CEL => Zbierz z materiału poniżej wszystkie linie, w których pojawia się słowo „walkway”.

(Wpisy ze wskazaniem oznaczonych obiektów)
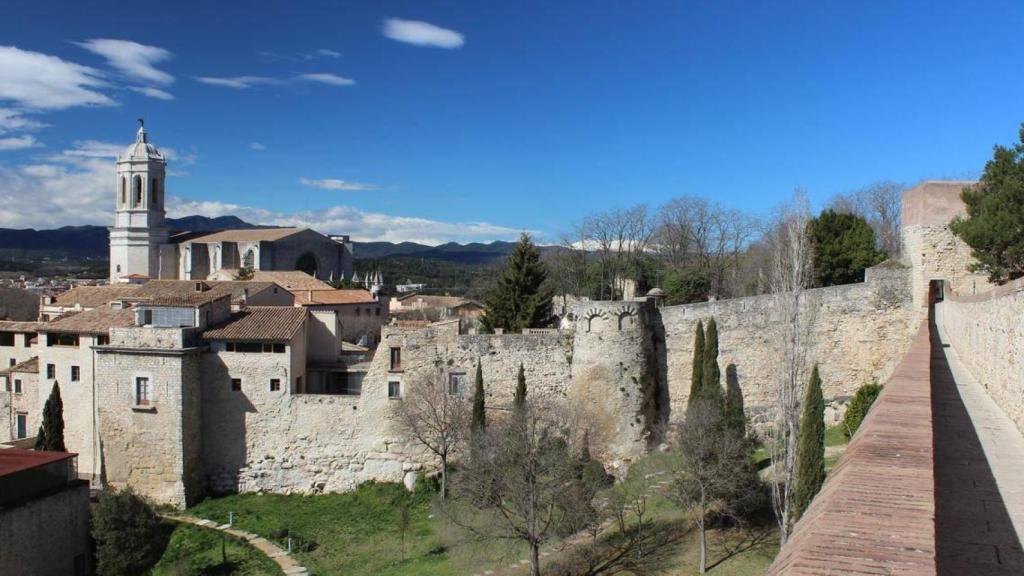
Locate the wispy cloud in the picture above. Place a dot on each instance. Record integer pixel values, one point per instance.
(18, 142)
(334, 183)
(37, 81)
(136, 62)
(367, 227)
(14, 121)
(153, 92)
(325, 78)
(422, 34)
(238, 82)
...
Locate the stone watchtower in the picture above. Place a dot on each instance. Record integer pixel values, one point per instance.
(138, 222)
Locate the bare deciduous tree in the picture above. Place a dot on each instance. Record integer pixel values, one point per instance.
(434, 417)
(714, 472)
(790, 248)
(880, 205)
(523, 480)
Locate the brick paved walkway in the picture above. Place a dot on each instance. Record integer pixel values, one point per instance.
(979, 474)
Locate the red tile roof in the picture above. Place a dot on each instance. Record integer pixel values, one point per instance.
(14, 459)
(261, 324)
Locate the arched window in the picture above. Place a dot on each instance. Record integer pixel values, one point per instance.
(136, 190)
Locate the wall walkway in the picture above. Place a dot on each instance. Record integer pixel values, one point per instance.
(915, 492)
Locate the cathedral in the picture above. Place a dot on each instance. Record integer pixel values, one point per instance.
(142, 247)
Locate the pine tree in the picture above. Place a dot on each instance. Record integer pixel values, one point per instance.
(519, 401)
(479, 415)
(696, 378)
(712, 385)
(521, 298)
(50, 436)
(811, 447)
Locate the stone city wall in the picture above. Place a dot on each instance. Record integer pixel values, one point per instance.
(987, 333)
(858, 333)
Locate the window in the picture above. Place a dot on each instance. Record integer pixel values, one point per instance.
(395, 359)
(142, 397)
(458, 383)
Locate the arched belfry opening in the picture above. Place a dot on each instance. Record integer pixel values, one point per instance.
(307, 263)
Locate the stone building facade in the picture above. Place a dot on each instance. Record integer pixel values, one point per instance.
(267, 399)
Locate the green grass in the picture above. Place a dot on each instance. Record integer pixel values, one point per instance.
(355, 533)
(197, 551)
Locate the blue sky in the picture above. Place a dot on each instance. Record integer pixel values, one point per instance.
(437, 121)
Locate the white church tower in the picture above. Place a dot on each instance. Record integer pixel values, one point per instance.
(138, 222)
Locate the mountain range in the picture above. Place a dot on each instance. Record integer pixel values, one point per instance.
---
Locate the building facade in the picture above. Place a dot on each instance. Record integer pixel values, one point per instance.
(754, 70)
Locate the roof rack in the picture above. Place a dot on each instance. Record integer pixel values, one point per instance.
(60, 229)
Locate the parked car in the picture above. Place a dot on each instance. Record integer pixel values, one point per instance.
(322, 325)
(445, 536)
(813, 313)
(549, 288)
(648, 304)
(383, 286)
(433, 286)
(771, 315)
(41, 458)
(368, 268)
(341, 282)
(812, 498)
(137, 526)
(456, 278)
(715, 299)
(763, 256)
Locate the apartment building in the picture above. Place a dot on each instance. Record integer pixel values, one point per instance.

ODPOWIEDŹ PISEMNA =>
Locate the brick paved walkway in the picture above. Place a dot on each instance. Record integer pixel values, one point per instance.
Locate the wall walkway in the picture above. Place a dot on each instance. Record integer pixel values, one point per instance.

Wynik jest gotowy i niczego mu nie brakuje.